Your task →
Repeat the records below, swapping "Annotation task" for "Labeling task" everywhere it occurs and leaving every other word the same.

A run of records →
******
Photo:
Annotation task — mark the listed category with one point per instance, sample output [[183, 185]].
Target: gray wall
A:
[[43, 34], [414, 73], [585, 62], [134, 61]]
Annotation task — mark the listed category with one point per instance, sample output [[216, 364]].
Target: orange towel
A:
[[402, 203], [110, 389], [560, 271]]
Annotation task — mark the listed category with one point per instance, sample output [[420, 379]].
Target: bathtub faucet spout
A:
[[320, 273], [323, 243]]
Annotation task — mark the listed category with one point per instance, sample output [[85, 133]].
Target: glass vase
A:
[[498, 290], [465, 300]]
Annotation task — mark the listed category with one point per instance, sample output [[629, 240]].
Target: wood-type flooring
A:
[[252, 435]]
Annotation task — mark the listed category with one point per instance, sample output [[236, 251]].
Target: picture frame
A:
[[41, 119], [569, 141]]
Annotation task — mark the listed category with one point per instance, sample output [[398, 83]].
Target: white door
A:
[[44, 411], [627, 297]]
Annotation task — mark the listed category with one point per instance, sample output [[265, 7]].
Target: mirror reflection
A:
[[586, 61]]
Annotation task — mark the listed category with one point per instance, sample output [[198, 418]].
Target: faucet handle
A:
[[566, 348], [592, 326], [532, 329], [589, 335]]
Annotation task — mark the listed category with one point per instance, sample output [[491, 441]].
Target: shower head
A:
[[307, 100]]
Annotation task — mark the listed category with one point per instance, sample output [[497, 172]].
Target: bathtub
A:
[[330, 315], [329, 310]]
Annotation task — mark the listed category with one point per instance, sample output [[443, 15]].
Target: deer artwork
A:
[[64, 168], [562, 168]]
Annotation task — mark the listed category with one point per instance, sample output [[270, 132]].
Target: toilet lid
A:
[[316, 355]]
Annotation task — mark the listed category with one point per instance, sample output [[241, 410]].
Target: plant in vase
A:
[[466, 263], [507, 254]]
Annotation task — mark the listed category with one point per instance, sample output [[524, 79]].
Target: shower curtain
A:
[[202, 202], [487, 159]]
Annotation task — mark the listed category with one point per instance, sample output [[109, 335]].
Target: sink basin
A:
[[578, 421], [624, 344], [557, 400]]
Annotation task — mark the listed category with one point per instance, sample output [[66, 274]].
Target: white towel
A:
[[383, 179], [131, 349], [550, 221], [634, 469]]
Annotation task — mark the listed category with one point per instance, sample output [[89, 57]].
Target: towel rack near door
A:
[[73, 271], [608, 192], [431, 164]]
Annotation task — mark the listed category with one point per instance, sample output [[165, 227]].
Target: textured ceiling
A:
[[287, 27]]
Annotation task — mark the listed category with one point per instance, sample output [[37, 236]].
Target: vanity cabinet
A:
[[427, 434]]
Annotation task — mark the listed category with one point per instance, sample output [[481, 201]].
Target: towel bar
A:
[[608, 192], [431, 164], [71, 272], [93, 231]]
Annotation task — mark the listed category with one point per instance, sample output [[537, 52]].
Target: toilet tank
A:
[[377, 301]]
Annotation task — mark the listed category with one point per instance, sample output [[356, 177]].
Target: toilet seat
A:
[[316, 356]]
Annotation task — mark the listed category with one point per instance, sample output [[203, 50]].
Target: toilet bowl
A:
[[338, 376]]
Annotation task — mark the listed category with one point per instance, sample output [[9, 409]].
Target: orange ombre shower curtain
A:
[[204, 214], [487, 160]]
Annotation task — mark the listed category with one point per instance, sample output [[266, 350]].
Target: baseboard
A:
******
Response →
Photo:
Labeling task — mark the listed category with one point per instance, sample output [[183, 185]].
Target: gray wall
A:
[[43, 34], [414, 73], [585, 62], [134, 61]]
Labeling task — mark the listed category with one point per instance, sample output [[216, 364]].
Target: orange towel
A:
[[402, 203], [110, 389], [560, 271]]
Labeling task — mark the listed category with one point per instance, sample output [[420, 379]].
Target: bathtub faucet spout
A:
[[320, 273], [323, 243]]
Labeling task — mark the listed category with one point per instance, sample output [[85, 133]].
Target: glass vase
A:
[[498, 290], [465, 300]]
Labeling task — mark the listed category with one point per instance, sample output [[629, 240]].
Target: wood-type flooring
A:
[[252, 435]]
Labeling task — mark the listed category with one point per instance, sample output [[236, 251]].
Target: picture frame
A:
[[41, 119], [569, 141]]
Labeling task — mark the listed category with one point per instance, sample output [[398, 83]].
Target: white door
A:
[[44, 411], [627, 297]]
Labeling task — mark the listed category with one point per instance, sample output [[265, 7]].
Target: mirror reflection
A:
[[586, 61]]
Labeling task — mark the listed category with one point per instance, sample output [[198, 418]].
Target: faucet handle
A:
[[566, 348], [592, 326], [532, 329], [589, 335]]
Labeling task — mark the listed category with one point per instance, sample output [[491, 441]].
Target: shower head
A:
[[307, 100]]
Labeling task — mark the listed category with one point per instance, sample output [[497, 172]].
Target: bathtub
A:
[[330, 315], [329, 310]]
Labeling task — mark the listed category with one point per instance, sample output [[443, 15]].
Target: deer artwork
A:
[[64, 168], [562, 168]]
Labeling task — mark the listed category with one point per instance, sample output [[270, 132]].
Target: toilet lid
A:
[[316, 355]]
Labeling task — mark the listed category with one point per instance, sample output [[241, 410]].
Target: plant in vase
A:
[[466, 263], [507, 254]]
Labeling task — mark the listed category with one point per instance, sample output [[524, 79]].
Target: shower curtain
A:
[[202, 202], [487, 159]]
Labeling task — mark the listed category with one point per instance, sample output [[109, 335]].
Target: sink basin
A:
[[578, 421], [624, 344], [557, 400]]
Labeling task — mark the listed category with one point per instance, sample output [[66, 274]].
Target: white towel
A:
[[383, 179], [131, 349], [550, 221], [634, 469]]
Labeling task — mark the listed category with one point per instance, sample output [[89, 57]].
Target: towel rack near door
A:
[[73, 271], [608, 192], [431, 164]]
Labeling task — mark the listed category with one point per instance, sample output [[165, 227]].
Target: textured ceiling
A:
[[287, 27]]
Labeling task — mark the listed category with one point per instance, sample output [[37, 236]].
Target: vanity cabinet
A:
[[427, 434]]
Labeling task — mark the listed category with one point per instance, sample output [[481, 201]].
Target: towel bar
A:
[[608, 192], [431, 164], [71, 272], [93, 231]]
Labeling task — mark the listed category with one point per instance, sample output [[537, 52]].
Target: toilet tank
A:
[[377, 301]]
Labeling task — mark the listed category with one point per instance, sample output [[356, 177]].
Target: toilet seat
A:
[[316, 356]]
Labeling task — mark the listed category with one point per instance, sample output [[203, 50]].
Target: toilet bowl
A:
[[338, 376]]
Labeling task — mark the listed category with one point per instance, sample output [[9, 409]].
Target: orange ombre shower curtain
A:
[[204, 214], [487, 160]]
Labeling task — mark the listed category with one point per instance, sample output [[266, 350]].
Target: baseboard
A:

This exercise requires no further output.